- Opening Delimiter -
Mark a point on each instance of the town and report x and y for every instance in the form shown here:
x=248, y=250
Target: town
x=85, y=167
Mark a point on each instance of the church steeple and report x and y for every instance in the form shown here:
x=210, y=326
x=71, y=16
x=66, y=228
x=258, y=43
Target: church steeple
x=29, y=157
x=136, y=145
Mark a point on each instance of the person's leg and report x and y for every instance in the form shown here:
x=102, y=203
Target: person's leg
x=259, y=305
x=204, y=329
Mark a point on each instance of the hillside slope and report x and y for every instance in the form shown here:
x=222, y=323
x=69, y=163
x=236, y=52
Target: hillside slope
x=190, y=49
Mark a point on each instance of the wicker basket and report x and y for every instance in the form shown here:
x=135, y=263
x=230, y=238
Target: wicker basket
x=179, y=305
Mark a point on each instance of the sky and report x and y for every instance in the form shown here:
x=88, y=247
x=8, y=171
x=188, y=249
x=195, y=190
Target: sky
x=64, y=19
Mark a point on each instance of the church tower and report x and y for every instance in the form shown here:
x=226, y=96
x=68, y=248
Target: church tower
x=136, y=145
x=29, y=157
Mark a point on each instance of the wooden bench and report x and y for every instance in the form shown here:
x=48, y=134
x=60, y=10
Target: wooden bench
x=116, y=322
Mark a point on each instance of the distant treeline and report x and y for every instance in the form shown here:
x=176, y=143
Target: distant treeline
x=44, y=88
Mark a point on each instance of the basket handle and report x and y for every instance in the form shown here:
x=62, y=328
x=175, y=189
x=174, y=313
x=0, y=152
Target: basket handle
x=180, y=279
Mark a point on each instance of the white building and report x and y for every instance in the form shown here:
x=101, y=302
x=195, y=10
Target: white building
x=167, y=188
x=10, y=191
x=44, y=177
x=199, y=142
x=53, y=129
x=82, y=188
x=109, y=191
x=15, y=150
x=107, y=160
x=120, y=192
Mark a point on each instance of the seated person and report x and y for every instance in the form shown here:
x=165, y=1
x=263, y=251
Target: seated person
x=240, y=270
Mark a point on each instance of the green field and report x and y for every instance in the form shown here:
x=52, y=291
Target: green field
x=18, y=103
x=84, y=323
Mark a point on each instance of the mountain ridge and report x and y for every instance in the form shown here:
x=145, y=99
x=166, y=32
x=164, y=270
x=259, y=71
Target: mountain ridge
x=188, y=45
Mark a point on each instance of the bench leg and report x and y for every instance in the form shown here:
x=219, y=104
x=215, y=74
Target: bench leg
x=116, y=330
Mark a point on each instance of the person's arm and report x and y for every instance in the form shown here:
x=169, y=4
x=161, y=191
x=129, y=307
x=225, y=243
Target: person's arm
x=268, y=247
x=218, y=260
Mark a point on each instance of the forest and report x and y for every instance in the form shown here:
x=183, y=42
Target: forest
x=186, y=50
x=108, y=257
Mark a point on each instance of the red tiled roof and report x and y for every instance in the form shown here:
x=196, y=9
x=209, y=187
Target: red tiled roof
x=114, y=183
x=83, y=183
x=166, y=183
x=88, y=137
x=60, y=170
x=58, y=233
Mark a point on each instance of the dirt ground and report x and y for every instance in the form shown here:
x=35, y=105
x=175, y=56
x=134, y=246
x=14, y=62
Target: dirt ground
- Closing Delimiter -
* **ABOUT THIS EXERCISE**:
A complete, exact copy of the material above is the expected answer.

* **WRITTEN SOLUTION**:
Mark a point on each instance of the town and report x and y for every instance in the form shown here:
x=248, y=250
Target: town
x=85, y=167
Mark a point on each instance of the church steeple and report x and y for every instance in the form shown here:
x=210, y=326
x=71, y=16
x=66, y=228
x=258, y=43
Target: church steeple
x=29, y=157
x=136, y=145
Mark a point on each instance of the person's leg and report x and y for every instance in the form shown here:
x=102, y=203
Target: person's leg
x=259, y=305
x=204, y=329
Mark a point on each instance of the hillside slope and report x and y for every instance in the form shown here:
x=222, y=323
x=69, y=163
x=236, y=52
Target: hillside slope
x=190, y=49
Mark a point on each instance of the wicker basket and report x and y for every instance in the form shown here:
x=135, y=263
x=230, y=238
Target: wicker basket
x=179, y=305
Mark a point on each instance of the sky and report x and y for every instance in the form shown here:
x=88, y=247
x=8, y=171
x=188, y=249
x=195, y=190
Target: sky
x=64, y=19
Mark a point on each instance of the church tower and report x and y for every instance in the form shown here:
x=226, y=96
x=68, y=248
Target: church tower
x=136, y=145
x=29, y=157
Mark a point on each instance of the wooden bench and report x and y for every instance in the form shown here:
x=48, y=134
x=60, y=10
Target: wooden bench
x=116, y=322
Mark a point on each instance of the distant treeline and report x and y for every instance in the form shown here:
x=176, y=143
Target: distant treeline
x=44, y=88
Mark a point on each instance of the basket handle and report x and y for every instance in the form shown here:
x=62, y=328
x=175, y=189
x=174, y=313
x=0, y=152
Target: basket handle
x=180, y=279
Mark a point on each instance of the white building and report x and y for every instance in the form shown here:
x=101, y=302
x=195, y=10
Target: white building
x=167, y=188
x=10, y=191
x=44, y=177
x=199, y=142
x=53, y=129
x=82, y=188
x=109, y=191
x=15, y=150
x=107, y=160
x=120, y=192
Mark a point on each instance of the seated person and report x and y for every instance in the form shown here:
x=165, y=1
x=263, y=251
Target: seated person
x=240, y=270
Mark a point on each instance of the green field and report x and y for every instance in the form shown here:
x=52, y=291
Target: green field
x=18, y=103
x=84, y=323
Mark a point on each instance of the mountain ridge and report x and y for every instance in the form shown here:
x=145, y=99
x=166, y=32
x=164, y=270
x=259, y=71
Target: mountain ridge
x=188, y=45
Mark a point on each instance of the bench leg and report x and y for every instance in the form shown here:
x=219, y=104
x=215, y=74
Target: bench leg
x=116, y=330
Mark a point on each instance of the person's arm and report x and y for every instance in the form shown here:
x=169, y=4
x=161, y=191
x=129, y=307
x=225, y=243
Target: person's arm
x=268, y=247
x=218, y=260
Mark a point on each instance of the forest and report x and y for every instance in the form shown here:
x=183, y=42
Target: forest
x=186, y=50
x=108, y=257
Mark a point on each instance of the red tiled roof and report x and y for every instance in the form shown here:
x=196, y=9
x=209, y=187
Target: red tiled roof
x=114, y=183
x=83, y=183
x=166, y=183
x=88, y=137
x=60, y=170
x=58, y=233
Mark a point on each instance of the dirt ground and report x and y for every instance in the form shown here:
x=35, y=105
x=175, y=56
x=134, y=246
x=14, y=62
Target: dirt ground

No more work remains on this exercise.